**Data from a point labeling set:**
(begin)
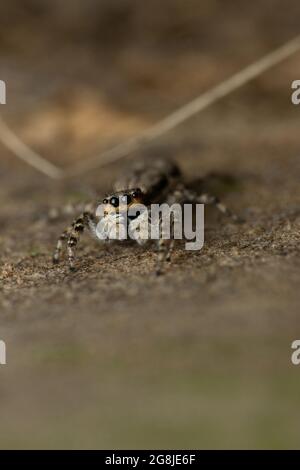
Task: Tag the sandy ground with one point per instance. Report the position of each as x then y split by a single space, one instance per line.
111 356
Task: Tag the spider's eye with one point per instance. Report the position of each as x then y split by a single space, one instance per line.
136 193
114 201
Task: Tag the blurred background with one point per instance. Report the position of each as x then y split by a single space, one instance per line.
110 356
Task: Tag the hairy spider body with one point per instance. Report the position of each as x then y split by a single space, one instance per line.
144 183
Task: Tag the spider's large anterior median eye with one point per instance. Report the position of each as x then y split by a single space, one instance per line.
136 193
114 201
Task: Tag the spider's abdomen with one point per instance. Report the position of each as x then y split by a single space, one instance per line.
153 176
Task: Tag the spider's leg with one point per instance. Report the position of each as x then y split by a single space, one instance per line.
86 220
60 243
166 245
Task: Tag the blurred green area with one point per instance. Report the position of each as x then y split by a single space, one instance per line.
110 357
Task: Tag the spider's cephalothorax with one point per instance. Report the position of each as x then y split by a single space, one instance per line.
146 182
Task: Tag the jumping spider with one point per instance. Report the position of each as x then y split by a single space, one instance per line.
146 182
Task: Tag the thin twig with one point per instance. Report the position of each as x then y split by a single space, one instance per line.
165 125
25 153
(end)
(begin)
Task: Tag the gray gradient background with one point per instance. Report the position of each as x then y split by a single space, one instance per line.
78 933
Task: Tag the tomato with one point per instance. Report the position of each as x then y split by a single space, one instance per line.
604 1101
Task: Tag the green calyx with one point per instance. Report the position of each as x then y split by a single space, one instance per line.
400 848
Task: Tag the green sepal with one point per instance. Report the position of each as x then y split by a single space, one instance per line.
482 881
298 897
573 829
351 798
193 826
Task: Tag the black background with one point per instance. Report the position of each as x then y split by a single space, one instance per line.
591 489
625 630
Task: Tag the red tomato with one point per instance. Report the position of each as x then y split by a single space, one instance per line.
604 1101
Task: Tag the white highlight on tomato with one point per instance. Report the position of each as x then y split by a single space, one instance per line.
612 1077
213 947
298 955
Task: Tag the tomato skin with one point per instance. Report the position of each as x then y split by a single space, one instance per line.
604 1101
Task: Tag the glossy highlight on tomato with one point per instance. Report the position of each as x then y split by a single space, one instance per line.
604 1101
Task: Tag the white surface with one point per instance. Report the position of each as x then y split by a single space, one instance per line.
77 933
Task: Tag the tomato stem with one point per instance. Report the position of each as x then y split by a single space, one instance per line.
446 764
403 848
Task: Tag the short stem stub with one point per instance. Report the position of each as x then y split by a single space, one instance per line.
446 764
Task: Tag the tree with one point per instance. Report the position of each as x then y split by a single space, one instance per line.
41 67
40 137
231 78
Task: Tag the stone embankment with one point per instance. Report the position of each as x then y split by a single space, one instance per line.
(end)
**To be done:** Which lines of the data above contain the word "background"? Show each of them in full.

**Result of this exercise:**
Task: Tag the blurred background with one point per instance. Report the position of each as x then y split by a single space, one instance per line.
Task: Tag the gray gradient background with one point per instance. Report the position of each as x then y split by a single space, one instance per line.
Task: Tag the black background with one point per instance. Report the position of each as x then y split by a single space, one instance per line.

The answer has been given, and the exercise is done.